Çalışma Yönergeleri ->
[a] "Minnettarlık" başlıklı blog yazısını iki cümleyle özetleyin.
[b] "Minnettarlık" başlıklı blog yazısına göre şu ifadelerin her birinin doğru olup olmadığını evet ya da hayır ile belirtin ve yazıdan belirleyici sözleri aynen alıntılayın: (i) Anlatıcı Fındıkkıran balesini baştan sona uyanık izlemiştir. (ii) Anlatıcı, seslendiği kişiyi Kıbrıs gezisinde rüyasında görmüştür. (iii) Buluşma, önceden alınmış biletler düşünülerek iptal edilmemiştir.
[c] "Minnettarlık" başlıklı blog yazısını son cümlesinden sonra aynı üslupla sürdürün.

Sayfa Alıntısı ->
⁂

Mlliyet Milliyet Blog Milliyet Blog
 
Facebook Connect
Blog Kategorileri
 
 

kevser şekercioğlu akın

http://blog.milliyet.com.tr/kevser

31 Mart '12

 
Kategori
Gündelik Yaşam
 

Minnettarlık

Minnettarlık
 

İNTERNETTEN ALINTIDIR


Son zamanlarda ne zaman yalnız kalsam sen gelir oldun aklıma. En son Kıbrıs gezisinde uykudayken seni gördüm rüyamda, uyandım ürpertiyle, canlı-canlı hissettim varlığını, dualar okudum sana ulaşıp ulaşmayacağından emin olmadan.

Öyle çok konuşma biriktirmişim ki içimde, seninle konuşmak istiyor canım. Uzun süredir konuşamadım kimseyle vakit darlığından. Şöyle rahat bir ortamda, ev dışında buluşup da karasını akıtırya insan dertleşerek...

Gece geç yattığım için uykusuzluktan ölüyordum, önceden alınmış biletleri düşünerek buluşmayı iptal etmemiştim sana ayıp olmasın diye hani. Fındıkkıran balesini yarı seyrederek yarı omuzunda uyuklamıştım. Tamam çoğunu uyuklayarak geçirmiştim. Dışarı çıktığımızda açılmıştı uykum. Soğuktan korunmak için kol-kola sarılarak yürümüştük İstiklal Caddesinde.

Arada hileli sorularına politik, iki ucu açık cevaplar veriyordum sana. Hangimiz daha hiniz diye sormuştun bana hınzırca gülerek. Sen kendi hayatını olduğu gibi anlatırdın benim kaçamak isteklerim yanında. Bazen seni acımasızca eleştirirdim, susardın söylediklerimin doğruluğundan. Yalnızlığını dillendirdiğin zamanlar dolardı gözlerimiz sen kendi, ben kendi yalnızlığıma... Bu gün biliyorum yalnızlığın bile kader ve herkesin aslında yalnızlıkla içiçe olduğunu.

Ölümün suratı bu kadar fazla görünmemişti gözlerimize o zamanlar. Şimdi olsa sakınmasız anlatabilirmişim gibi geliyor ama biliyorum ki yine çıkıp gelsen tutulur dilim anlatacaklarıma. Ne garip değil mi, insanlar birbirlerine ne kadar uzaklar? Bazen en yakınlarımızla bile konuşmak zor geliyor. Galiba önce kendi içinde oturttuktan sonra dile geliyor yaşananlar. Bazen de hep içinde kalıyor insanın yaşadıkları.

Zamanla, zaman geçtikten sonra anlamsızlaşan acılar. O acılar yüzünden bir daha aynı olmuyor sanılıyoruz ya yaşananlar, yanılıyoruz kimi zaman. Ne kadar dikkat edersek edelim acı çekmemeye, yine acıyor insanın yüreği yere kapandığında, kanamış, örselenmiş dizleriyle birlikte. Hep kanadı kırık, hep aynı çocuk gözleriyle kırgın bakıyorsun gölgeli güvensiz bakışlarınla.

⁂

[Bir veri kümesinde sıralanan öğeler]

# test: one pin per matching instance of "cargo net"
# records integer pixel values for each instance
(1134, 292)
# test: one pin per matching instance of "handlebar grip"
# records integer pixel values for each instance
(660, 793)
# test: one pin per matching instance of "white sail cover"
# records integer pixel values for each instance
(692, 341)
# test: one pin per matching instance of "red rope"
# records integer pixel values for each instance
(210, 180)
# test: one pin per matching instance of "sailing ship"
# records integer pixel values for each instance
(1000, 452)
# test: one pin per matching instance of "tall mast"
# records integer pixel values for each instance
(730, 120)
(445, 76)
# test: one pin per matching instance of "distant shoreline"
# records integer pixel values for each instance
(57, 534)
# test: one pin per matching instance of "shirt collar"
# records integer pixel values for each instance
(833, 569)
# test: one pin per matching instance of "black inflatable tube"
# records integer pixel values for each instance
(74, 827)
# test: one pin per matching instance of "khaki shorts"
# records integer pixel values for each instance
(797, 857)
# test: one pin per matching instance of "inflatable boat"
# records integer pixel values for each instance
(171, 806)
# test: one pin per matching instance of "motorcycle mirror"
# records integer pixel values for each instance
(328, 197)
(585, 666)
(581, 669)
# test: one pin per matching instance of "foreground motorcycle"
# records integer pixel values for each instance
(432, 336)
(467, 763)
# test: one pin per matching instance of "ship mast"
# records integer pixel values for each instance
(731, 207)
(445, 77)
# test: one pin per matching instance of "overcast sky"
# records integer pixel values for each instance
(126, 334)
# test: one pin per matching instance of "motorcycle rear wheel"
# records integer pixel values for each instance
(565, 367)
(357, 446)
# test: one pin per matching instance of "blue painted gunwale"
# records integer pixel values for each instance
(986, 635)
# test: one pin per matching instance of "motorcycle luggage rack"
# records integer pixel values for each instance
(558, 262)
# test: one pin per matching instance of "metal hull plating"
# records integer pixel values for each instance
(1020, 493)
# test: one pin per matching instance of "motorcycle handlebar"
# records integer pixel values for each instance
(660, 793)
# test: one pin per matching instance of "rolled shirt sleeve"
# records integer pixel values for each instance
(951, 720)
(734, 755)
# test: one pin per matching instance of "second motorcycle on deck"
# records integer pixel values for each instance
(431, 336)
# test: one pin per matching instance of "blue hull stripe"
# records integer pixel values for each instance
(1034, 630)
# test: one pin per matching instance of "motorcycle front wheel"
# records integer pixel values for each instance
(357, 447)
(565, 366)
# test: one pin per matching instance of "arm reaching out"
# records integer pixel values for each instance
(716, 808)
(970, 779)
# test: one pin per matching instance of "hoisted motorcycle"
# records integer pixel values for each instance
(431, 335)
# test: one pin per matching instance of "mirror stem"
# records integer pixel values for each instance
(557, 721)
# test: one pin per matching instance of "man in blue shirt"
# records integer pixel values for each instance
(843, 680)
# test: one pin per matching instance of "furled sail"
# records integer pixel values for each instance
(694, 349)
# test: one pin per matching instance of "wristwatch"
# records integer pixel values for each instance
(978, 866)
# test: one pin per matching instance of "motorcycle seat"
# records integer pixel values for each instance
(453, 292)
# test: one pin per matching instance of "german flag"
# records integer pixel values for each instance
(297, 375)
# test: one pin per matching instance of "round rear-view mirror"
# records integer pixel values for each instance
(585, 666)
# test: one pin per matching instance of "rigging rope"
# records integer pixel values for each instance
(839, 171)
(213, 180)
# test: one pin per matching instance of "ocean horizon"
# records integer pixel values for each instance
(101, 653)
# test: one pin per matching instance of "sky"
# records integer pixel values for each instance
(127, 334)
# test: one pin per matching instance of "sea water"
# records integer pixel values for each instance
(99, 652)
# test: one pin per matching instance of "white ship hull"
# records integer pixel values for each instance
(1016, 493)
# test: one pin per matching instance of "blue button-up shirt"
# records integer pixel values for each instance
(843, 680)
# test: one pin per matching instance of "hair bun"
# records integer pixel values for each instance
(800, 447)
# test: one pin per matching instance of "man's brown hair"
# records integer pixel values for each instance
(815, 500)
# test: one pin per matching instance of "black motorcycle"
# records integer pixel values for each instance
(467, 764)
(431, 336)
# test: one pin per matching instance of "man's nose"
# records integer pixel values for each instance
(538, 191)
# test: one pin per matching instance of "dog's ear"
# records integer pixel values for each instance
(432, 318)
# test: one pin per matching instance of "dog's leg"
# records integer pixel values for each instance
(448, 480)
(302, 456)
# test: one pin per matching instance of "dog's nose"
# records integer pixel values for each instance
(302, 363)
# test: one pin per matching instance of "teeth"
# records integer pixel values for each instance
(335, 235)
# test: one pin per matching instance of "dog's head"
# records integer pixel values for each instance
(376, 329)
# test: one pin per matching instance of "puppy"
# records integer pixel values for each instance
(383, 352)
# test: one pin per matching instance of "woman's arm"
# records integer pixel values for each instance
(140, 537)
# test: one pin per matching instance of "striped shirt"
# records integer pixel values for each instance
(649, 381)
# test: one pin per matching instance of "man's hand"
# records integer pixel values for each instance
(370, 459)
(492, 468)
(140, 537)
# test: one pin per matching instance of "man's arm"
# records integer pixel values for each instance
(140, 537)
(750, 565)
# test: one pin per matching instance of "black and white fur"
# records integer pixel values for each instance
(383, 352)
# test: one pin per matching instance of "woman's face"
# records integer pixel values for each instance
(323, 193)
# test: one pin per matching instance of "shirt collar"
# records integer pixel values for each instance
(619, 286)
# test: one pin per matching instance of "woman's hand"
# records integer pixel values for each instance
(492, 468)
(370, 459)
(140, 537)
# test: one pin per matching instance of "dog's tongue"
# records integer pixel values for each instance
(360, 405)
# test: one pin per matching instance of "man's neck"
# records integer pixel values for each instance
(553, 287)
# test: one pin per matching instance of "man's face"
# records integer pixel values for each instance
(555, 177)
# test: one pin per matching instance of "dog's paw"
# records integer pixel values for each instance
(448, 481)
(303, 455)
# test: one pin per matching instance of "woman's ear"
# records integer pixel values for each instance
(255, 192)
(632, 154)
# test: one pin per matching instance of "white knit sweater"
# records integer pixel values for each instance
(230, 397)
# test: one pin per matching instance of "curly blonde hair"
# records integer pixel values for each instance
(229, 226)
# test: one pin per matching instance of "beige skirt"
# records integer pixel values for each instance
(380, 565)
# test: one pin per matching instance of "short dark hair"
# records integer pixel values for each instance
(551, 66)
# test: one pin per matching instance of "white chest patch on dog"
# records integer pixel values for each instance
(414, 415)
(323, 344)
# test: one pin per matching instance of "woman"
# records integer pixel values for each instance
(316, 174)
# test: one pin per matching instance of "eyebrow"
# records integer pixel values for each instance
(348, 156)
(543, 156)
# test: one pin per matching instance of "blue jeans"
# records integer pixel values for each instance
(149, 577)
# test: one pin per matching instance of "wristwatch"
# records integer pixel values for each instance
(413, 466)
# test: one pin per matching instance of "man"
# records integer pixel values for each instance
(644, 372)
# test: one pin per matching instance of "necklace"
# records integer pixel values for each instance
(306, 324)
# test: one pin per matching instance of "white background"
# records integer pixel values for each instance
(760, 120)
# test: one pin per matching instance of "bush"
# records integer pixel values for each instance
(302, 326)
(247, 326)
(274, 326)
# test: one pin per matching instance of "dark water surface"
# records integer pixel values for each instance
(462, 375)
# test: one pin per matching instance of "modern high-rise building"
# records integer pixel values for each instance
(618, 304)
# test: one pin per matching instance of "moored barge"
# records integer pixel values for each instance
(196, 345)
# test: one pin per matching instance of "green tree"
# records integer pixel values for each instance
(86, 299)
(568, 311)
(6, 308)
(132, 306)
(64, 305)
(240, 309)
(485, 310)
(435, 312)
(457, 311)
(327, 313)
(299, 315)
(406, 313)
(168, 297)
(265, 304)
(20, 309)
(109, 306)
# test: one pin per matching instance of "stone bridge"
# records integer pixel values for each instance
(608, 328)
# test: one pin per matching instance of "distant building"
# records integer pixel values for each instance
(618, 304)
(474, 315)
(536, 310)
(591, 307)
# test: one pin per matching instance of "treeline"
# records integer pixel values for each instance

⁂

Görev Yanıtları ->
[a] Anlatıcı, son zamanlarda yalnız kaldığında aklına gelen ve Kıbrıs gezisinde rüyasında gördüğü birine seslenir; birlikte Fındıkkıran balesine gittikleri, sonra da İstiklal Caddesinde kol kola yürüdükleri bir geceyi hatırlar. Yazı, herkesin aslında yalnızlıkla iç içe olduğunu, en yakınlarla bile konuşmanın bazen zor geldiğini ve insanın yaşadıklarının bazen hep içinde kaldığını dile getirir.

[b]
(i) Hayır: "Fındıkkıran balesini yarı seyrederek yarı omuzunda uyuklamıştım."
(ii) Evet: "En son Kıbrıs gezisinde uykudayken seni gördüm rüyamda"
(iii) Evet: "önceden alınmış biletleri düşünerek buluşmayı iptal etmemiştim"

[c]
Koskoca dünya dar geliyor nefes almaya. Aslında güvenli sandığımız insanlar bile ne kadar güvensiz geliyor gerçekleri öğrendiğimizde. Ben galiba bir tek senden bir şeyler istedim çekinmesizce, çocuk arsızlığında.

Biliyor musun, bir daha ömrüm boyunca o kadar rahat davranmadım kimseye. Sabahtan beri gözyaşlarım kirpik kenarlarımda akmaya hazırlar. Çok dolduğunda dökülüyor bir iki damla. Elimin ucuyla siliyorum kimse görmeden. Bazen bir türkü çalınıyor kulaklarıma içim taşıyor ağlamaya, tutuyorum kendimi. Korkuyorum bırakmaya, bırakırsam... Anla işte!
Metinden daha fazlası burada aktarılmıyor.